Extracted data entries
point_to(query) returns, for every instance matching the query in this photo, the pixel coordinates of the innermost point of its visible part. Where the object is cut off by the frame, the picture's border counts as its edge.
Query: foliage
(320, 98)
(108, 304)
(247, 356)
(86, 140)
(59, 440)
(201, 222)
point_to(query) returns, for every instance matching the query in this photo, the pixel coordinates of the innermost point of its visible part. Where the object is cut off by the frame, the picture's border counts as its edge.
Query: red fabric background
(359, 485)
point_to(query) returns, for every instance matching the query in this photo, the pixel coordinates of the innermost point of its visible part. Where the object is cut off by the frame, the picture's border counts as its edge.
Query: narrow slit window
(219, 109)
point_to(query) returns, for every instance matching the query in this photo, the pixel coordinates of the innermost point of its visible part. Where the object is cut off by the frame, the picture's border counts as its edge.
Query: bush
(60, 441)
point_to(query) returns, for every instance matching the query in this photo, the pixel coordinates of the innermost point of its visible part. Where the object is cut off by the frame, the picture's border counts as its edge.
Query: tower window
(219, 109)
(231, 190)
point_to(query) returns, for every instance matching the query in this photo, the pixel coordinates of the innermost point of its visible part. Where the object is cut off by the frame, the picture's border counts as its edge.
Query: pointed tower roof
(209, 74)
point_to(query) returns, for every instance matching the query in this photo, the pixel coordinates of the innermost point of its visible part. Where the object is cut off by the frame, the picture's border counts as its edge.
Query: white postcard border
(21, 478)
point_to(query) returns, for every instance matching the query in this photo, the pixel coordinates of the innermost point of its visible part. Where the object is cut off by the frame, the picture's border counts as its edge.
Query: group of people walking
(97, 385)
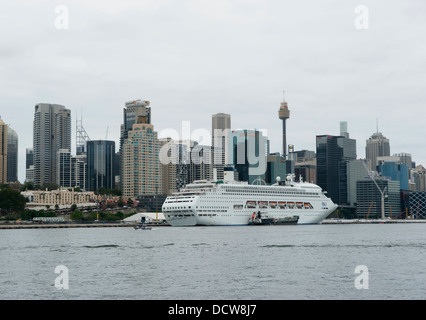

◆ EXERCISE INSTRUCTIONS ◆
Letter for letter, reproduce every record above and skip the pictures.

◆ EXPECTED ANSWER ◆
point_to(query) returns, for every instance matching the query in this photo, the pixel coordinates of the innermost point of its visible part. Where the object is cut off by the frame, the picture's border counts as its edge.
Query: foliage
(320, 98)
(108, 304)
(247, 356)
(86, 140)
(59, 440)
(201, 222)
point_to(query) returns, for every instance matching the query in this photo, the pixel coordinates of the innermost point of its visible part. Where the object is cut off by the frame, the picture's border counts as its edge.
Query: red fabric background
(359, 485)
point_to(query) returns, for every instance matching the query in this photo, the pixel coordinates of the innermost point of its visible part. Where the object is cut off by the frame, the picture's border counts as its edge.
Query: narrow slit window
(219, 109)
point_to(query) returns, for every instance matching the query in this photo, the pixel coordinates of the innermost point of its visible part. Where the object is cut off by the frame, the picture's border counts as its edge.
Query: bush
(60, 441)
point_to(query) returns, for every instance matching the query in this photo, the pixel coordinates of the innermost point of its visible part. Where the object is cut off by the frame, the picture's border counts as its edge.
Query: tower window
(219, 109)
(231, 190)
point_to(query) returns, for every instance matching the query in this photo, the pixel coordinates of the innermost point of its visible part. Where the object is cut off by the frame, the picture's border counts as its edge.
Query: pointed tower roof
(209, 74)
point_to(query) returns, for every instance matching the query in this photo, the pixel coordinates of the innermost point of its visible part. Where the object is cut off by the frame, the picture's border counts as its edge.
Query: white postcard border
(21, 478)
point_to(query) returns, for every instance matching the query in this photo, the pixel coordinates of the innermost point of its visible part. Where the object is cut off by the frame, the picture's border counts as its edge.
Query: group of people walking
(97, 385)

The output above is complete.